How do I reload a dataset to access and continue labelling?

Hi everyone :slight_smile:

I've created my first dataset and have uploaded some labels. After closing the first session, how can I just reload the dataset/web app and start labelling on labels that I didn't do during the previous session?

Best regards,

import subprocess
subprocess.run("prodigy textcat.manual linkedin_posts ./data.json --label Evergreen",
shell=True, check=True, capture_output=True)

Hi! I hope I understand your question correctly – but you should be able to just restart the server, and Prodigy will start where you left off. By default, Prodigy will skip examples that were already annotated, so you're not asked the same question twice.

If you want to re-annotate the examples in your stream, you can save the result to a new dataset, and you'll be able to start at the beginning again.

1 Like

Yes Ines! That's exactly what I was looking for :grinning:

What is the exact syntax for restarting the server, do I still need to pass in the original source file or not?

prodigy textcat.manual linkedin_posts ./data.json --label Evergreen

You can just re-start with the exact same command :smiley: Prodigy reads your data as a stream (if possible) and it doesn't need to import anything upfront. It just saves the annotations you collect. So when you restart the server, Prodigy will read in the file and start again with the next example that's not yet annotated in the dataset.

1 Like

Thank you Ines :slight_smile:

1 Like

GOAL: In the thread above, what does Prodigy do by default with examples that were already annotated?

PROVIDED DATA:
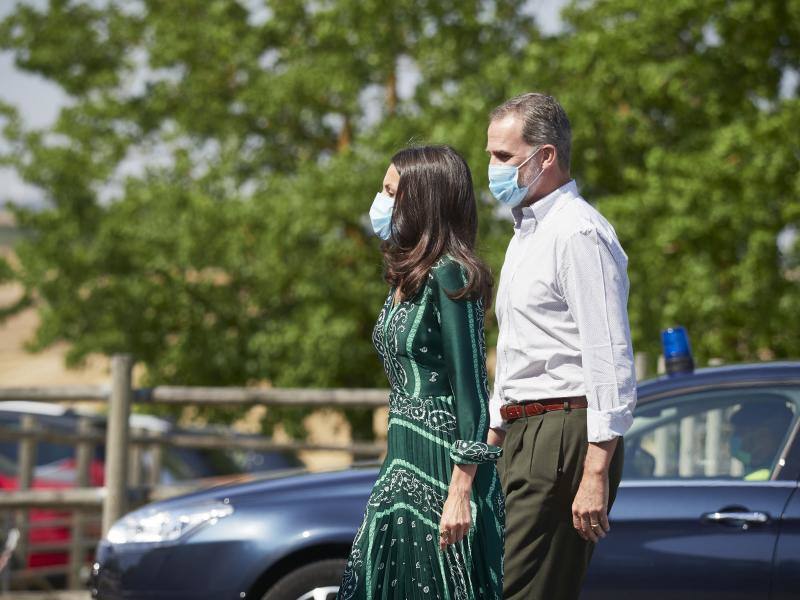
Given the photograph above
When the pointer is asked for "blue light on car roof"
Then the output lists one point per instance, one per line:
(677, 351)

RESULT FOR THIS EXERCISE: It skips them, so the same question isn't asked twice.